**Passage given:**
>>>>

South Carolina is one of the Southern United States and has produced a number of renowned performers of jazz, rock, blues, R&B, country, bluegrass and other popular styles.

Official music
South Carolina is noted for being the birthplace of beach music, an offshoot of early R&B and rock 'n' roll that featured a shuffling beat which spawned the dance called The Shag.  This Myrtle Beach-area dance is the official State Dance, although South Carolina has also contributed to two other famous dances, the Charleston in the 1920s, and the Big Apple in the 1930s.

South Carolina also has two official state songs: "Carolina", composed in 1911 with words by Henry Timrod and music by Anne Custis Burgess, and "South Carolina on My Mind", written in 1985 by Buzz Arledge and Hank Martin.  The State also has an "official music", Negro spirituals, sacred Christian songs originally developed in the 19th century.

<<<<

**Tasks to complete:**
A) Find each line in the rows below that contains the word "uniform", and copy those lines.
B) Write the next part of the passage on South Carolina's music, starting right after its final sentence.

**Supplied material:**
>>>>

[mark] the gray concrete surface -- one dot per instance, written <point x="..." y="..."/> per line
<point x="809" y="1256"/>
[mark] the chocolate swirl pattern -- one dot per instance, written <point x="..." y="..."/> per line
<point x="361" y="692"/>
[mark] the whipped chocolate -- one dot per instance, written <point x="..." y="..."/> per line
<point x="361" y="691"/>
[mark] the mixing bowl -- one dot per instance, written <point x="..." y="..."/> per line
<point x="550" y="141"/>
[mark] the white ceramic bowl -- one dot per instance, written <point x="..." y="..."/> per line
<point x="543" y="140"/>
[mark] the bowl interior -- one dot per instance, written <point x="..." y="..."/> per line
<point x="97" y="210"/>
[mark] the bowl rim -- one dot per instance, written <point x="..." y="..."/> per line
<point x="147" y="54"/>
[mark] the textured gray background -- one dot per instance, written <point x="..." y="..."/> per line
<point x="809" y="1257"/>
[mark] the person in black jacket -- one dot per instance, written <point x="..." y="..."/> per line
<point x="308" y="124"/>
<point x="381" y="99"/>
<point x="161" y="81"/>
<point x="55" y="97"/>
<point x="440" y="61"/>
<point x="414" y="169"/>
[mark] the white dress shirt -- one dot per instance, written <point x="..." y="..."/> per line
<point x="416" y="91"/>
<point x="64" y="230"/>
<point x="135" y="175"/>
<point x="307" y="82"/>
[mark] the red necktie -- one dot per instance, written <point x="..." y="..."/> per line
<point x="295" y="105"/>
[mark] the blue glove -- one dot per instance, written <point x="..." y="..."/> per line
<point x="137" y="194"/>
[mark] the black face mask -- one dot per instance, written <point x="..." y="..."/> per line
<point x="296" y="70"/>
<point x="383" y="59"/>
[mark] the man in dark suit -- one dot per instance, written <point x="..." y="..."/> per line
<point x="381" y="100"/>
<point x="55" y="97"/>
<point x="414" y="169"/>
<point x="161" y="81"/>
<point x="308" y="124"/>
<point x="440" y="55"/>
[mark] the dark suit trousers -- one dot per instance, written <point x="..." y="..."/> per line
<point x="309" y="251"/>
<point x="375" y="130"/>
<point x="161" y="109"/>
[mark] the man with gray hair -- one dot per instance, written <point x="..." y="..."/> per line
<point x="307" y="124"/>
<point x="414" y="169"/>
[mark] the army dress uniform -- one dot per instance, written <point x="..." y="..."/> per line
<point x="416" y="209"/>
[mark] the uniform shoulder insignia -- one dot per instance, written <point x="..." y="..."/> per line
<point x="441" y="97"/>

<<<<
>>>>

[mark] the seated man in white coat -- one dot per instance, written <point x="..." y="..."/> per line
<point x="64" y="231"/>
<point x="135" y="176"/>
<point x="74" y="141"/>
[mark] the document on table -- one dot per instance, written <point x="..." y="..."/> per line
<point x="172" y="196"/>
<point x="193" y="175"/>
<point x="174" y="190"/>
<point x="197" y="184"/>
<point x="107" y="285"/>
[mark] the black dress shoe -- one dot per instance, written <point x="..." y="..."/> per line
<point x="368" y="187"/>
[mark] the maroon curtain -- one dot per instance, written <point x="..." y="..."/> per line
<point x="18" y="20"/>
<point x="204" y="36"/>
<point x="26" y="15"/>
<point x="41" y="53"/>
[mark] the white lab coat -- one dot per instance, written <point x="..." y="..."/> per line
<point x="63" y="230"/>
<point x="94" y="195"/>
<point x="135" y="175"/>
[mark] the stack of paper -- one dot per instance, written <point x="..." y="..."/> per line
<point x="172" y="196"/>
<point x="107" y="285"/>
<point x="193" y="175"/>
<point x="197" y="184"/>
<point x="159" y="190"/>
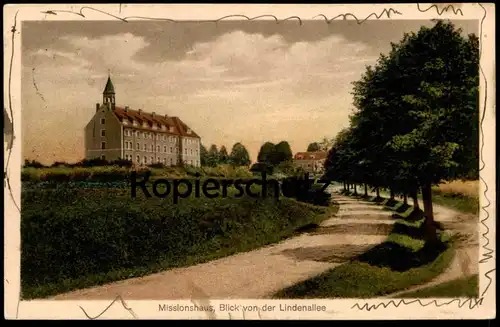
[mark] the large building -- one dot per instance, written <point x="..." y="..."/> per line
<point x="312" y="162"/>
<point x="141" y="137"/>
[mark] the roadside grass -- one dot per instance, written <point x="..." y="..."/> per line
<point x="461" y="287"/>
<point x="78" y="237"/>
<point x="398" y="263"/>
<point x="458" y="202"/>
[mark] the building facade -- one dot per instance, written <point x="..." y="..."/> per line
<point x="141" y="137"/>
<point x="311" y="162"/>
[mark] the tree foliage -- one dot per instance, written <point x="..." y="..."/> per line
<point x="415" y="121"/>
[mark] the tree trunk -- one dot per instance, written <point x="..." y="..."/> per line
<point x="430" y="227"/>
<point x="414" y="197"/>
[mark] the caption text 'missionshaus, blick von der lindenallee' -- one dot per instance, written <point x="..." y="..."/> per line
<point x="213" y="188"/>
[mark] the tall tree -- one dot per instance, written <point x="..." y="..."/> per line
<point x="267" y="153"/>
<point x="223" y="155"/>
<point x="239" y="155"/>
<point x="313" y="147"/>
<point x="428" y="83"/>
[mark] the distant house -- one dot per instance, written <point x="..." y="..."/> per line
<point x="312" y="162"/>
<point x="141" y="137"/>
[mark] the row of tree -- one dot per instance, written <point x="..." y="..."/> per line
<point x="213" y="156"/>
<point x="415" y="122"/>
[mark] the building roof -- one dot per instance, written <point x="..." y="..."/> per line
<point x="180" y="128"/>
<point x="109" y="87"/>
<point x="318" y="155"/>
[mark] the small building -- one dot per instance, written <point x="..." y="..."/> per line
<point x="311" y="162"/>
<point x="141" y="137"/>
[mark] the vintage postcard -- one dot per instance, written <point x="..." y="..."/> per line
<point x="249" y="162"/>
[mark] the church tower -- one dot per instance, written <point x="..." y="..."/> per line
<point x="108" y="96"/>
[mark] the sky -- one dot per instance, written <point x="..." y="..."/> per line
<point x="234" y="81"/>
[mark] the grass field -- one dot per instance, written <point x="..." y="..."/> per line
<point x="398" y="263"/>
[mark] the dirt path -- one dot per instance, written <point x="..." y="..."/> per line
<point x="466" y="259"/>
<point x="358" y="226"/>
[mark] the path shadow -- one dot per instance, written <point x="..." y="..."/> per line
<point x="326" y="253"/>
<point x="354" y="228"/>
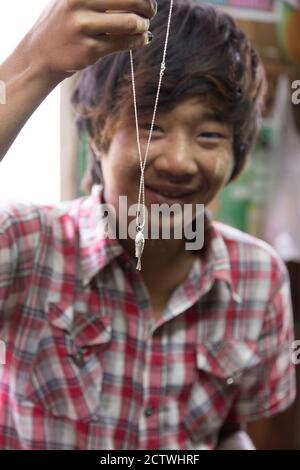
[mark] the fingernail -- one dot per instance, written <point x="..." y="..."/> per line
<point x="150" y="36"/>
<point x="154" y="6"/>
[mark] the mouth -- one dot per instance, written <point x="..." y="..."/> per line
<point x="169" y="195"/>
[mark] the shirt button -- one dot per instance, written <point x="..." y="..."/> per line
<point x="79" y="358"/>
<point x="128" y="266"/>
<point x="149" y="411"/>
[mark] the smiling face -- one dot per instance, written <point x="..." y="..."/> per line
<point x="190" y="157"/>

<<<<
>>>>

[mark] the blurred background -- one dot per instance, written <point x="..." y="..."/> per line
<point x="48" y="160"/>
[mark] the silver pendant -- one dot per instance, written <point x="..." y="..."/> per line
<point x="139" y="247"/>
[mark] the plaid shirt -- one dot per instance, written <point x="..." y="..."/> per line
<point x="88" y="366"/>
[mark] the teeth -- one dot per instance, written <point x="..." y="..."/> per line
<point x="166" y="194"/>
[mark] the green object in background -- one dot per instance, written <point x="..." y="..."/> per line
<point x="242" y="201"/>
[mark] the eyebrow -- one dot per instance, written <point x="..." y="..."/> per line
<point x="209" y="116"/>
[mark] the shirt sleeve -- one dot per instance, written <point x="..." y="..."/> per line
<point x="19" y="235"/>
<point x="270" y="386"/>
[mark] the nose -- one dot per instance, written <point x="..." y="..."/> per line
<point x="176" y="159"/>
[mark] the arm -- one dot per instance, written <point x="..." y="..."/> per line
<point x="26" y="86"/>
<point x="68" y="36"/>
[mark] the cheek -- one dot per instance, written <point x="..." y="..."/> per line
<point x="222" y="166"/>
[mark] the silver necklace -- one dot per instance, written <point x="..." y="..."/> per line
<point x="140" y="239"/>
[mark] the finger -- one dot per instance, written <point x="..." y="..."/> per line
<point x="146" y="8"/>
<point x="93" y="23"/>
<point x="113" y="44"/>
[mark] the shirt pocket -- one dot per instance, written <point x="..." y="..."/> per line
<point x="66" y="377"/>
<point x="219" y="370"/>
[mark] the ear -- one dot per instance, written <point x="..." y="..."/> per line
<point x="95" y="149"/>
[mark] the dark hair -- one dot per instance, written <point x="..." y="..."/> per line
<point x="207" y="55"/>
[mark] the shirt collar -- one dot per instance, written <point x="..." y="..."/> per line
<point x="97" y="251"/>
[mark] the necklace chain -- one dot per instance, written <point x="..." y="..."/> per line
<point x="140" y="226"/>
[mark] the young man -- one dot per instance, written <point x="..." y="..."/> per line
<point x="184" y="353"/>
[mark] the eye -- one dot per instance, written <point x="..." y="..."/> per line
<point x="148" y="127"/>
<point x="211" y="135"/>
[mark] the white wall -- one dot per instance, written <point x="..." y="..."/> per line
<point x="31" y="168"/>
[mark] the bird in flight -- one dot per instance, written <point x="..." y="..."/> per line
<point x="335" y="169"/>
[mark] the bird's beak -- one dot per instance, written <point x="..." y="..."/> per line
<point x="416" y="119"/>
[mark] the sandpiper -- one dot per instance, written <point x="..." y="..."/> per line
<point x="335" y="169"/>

<<<<

**Final results:**
A)
[mark] the army dress uniform -- one dot per instance, written <point x="..." y="..."/> per line
[mark] the uniform shoulder insignia -- one dot per instance, written <point x="..." y="..."/> per line

B)
South Carolina musicians
Perhaps the best known rock band to hail from South Carolina is Columbia's Hootie & the Blowfish, but other groups such as Spartanburg's The Marshall Tucker Band, The Swinging Medallions, Maurice Williams and the Zodiacs, alternative metal band Crossfade from Columbia, Charleston's indie Band of Horses, Southern rock band Needtobreathe, and Blue Dogs also hail from the Palmetto State.

Jazz saxophonist Chris Potter from Columbia has released 20 CDs as a leader and performed as a sideman on more than 150 other albums. He is the leader of the Chris Potter Underground and has regularly performed with many world-class jazz musicians including Dave Holland and Pat Metheny. In the December, 2014 issue of Down Beat magazine, which featured the results of the annual readers poll, Potter was named the number one tenor saxophonist in the world.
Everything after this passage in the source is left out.